■ What is asked
Reproduce, word for word, the entries below starting with the line that contains "Question. Locate the lit" and continuing through the line that contains "x=135 y=626", including both of those lines.
** start Input data **
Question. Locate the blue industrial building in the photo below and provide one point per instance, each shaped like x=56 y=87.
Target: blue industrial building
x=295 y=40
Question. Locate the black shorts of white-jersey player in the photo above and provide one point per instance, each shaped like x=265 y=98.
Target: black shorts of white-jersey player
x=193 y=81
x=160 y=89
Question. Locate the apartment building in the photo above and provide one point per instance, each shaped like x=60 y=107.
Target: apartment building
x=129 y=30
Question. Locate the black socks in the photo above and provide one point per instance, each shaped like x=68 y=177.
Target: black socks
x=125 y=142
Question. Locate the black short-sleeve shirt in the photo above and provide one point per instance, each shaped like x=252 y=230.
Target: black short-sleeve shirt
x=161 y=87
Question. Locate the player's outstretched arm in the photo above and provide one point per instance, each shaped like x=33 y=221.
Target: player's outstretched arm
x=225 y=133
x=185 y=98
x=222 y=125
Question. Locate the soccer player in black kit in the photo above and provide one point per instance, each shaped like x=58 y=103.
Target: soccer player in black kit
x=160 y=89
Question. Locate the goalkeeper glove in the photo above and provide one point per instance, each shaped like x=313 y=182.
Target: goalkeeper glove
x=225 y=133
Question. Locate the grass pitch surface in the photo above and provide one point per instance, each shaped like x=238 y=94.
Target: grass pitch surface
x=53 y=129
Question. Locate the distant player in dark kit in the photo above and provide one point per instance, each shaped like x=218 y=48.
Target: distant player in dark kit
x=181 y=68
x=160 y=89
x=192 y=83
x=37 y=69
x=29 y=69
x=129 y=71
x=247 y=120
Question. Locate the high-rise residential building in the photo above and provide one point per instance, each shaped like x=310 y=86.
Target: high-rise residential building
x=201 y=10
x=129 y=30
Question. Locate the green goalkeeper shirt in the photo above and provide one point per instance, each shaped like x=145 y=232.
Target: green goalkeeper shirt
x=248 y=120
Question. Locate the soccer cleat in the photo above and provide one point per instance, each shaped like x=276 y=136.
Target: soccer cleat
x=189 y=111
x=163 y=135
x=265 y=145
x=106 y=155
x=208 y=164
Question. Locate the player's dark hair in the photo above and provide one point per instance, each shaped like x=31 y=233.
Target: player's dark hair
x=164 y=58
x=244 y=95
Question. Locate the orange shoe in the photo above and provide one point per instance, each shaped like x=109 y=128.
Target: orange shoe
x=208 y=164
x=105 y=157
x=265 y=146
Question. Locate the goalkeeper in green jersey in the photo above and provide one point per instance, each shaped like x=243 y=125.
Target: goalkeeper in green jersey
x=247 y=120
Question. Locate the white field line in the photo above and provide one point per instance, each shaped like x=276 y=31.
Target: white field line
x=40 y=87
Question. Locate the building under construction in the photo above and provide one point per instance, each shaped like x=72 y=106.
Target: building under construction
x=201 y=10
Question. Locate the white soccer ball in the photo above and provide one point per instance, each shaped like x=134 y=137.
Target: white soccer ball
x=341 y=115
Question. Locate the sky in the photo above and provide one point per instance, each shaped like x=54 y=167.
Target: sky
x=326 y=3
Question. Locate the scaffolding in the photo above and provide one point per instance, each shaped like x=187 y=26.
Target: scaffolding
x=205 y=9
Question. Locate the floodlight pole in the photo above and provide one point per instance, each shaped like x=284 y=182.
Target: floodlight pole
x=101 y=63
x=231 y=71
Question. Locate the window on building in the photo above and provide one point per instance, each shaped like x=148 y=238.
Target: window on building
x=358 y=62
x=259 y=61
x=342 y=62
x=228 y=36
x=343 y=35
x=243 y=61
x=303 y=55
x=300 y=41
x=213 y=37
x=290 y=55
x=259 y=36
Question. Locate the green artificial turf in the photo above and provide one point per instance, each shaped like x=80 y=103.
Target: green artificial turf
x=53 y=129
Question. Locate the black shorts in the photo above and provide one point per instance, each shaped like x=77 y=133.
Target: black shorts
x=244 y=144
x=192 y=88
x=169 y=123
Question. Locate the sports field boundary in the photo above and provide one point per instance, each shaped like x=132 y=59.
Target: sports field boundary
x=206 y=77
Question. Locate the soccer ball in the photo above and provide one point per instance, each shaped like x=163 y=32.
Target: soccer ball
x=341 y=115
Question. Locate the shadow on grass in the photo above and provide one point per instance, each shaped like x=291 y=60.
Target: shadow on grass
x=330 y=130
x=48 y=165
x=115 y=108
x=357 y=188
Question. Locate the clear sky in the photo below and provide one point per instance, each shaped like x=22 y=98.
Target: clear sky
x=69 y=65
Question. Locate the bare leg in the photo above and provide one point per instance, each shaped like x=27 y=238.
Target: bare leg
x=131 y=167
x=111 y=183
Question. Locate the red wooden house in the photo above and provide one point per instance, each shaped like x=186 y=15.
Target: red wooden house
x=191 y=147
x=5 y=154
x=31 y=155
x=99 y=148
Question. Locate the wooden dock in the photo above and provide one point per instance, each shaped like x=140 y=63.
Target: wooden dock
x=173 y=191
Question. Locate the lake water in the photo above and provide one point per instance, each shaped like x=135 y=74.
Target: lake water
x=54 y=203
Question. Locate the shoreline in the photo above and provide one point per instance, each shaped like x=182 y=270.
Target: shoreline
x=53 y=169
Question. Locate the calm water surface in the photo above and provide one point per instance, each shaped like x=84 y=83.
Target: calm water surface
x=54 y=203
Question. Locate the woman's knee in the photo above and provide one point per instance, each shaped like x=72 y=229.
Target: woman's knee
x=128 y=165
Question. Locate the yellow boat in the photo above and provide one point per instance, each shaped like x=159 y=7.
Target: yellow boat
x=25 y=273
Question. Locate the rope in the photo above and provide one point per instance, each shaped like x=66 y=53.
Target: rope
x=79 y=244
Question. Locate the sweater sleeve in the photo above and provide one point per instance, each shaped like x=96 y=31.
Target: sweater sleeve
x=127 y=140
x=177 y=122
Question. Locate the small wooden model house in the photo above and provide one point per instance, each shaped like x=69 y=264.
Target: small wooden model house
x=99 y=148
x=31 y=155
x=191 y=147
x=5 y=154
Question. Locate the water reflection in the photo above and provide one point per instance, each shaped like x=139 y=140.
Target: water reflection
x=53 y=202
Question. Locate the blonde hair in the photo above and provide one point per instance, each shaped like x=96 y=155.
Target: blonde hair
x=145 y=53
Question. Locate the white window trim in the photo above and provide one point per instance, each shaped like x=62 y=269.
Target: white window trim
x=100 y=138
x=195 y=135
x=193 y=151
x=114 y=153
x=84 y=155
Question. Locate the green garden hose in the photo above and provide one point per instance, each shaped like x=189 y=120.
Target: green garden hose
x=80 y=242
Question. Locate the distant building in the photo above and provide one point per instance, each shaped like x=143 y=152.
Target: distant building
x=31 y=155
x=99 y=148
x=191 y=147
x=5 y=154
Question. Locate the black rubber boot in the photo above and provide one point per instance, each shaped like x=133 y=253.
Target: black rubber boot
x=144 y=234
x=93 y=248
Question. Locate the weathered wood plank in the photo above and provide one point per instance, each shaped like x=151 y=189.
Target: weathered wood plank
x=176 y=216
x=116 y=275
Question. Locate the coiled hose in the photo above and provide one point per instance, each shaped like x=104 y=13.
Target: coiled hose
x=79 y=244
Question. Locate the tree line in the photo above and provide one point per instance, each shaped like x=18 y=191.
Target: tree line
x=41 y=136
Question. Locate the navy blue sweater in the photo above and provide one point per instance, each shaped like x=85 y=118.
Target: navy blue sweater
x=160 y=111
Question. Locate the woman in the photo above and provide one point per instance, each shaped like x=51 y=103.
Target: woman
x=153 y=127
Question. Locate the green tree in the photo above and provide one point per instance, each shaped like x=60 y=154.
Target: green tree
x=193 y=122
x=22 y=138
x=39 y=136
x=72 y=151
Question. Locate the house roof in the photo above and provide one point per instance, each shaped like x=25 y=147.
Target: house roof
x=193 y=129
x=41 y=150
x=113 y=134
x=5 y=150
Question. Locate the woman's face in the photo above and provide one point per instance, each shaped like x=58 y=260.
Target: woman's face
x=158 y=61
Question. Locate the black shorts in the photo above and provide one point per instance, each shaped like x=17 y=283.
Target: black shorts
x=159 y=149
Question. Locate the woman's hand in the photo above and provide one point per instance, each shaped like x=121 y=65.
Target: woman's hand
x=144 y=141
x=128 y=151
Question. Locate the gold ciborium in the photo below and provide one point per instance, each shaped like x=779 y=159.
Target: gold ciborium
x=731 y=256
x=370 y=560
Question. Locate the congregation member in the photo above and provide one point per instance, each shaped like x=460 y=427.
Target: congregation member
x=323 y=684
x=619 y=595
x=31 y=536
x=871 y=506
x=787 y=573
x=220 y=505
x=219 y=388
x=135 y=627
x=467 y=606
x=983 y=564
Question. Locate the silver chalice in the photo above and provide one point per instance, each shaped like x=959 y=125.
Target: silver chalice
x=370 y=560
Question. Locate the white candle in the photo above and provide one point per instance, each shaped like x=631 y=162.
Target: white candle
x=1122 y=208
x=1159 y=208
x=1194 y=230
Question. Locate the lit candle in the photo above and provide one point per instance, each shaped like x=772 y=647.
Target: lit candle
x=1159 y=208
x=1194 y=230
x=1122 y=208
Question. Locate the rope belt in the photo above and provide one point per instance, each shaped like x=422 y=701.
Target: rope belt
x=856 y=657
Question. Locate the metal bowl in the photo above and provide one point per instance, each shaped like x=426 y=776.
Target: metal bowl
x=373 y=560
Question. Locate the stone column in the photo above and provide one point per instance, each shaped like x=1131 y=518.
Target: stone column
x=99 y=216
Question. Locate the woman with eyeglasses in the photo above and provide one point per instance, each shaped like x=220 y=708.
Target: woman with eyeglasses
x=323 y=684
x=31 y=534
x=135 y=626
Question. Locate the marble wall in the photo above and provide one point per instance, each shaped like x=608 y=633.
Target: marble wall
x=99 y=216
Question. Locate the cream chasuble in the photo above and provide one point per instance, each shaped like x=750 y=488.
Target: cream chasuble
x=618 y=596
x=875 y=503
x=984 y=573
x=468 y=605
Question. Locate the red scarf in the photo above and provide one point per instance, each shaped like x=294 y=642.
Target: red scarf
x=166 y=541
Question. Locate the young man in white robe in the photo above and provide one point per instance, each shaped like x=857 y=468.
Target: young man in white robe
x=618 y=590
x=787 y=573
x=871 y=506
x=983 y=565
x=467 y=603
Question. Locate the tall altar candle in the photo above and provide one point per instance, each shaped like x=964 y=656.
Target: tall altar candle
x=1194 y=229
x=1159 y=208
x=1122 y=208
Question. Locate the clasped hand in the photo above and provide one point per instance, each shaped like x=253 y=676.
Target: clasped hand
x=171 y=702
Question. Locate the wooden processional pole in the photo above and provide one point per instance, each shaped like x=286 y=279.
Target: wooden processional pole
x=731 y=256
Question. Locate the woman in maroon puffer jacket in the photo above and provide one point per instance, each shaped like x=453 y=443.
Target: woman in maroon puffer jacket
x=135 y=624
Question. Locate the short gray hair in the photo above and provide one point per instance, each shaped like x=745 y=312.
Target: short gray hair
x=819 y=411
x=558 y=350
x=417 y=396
** end Input data **
■ Result for this task
Question. Locate the lit candle in the photo above and provide one point per instance, each shaped like x=772 y=647.
Target: lit candle
x=1159 y=208
x=1194 y=230
x=1122 y=208
Question. Locate the rope belt in the photo above and provide one point per instance, each shaped like x=422 y=701.
Target: rope belt
x=856 y=657
Question. Locate the metal bowl in the photo above and provide one point per instance, each shaped like x=426 y=776.
Target: metal bowl
x=373 y=560
Question. Locate the stone column in the photo above and provide one point per instance, each shaped like x=1131 y=518.
Target: stone column
x=99 y=216
Question. Locate the woman with eyeglasses in the photo above and provide one point per instance, each shaped like x=220 y=708.
Target: woman with eyeglasses
x=323 y=684
x=31 y=534
x=135 y=626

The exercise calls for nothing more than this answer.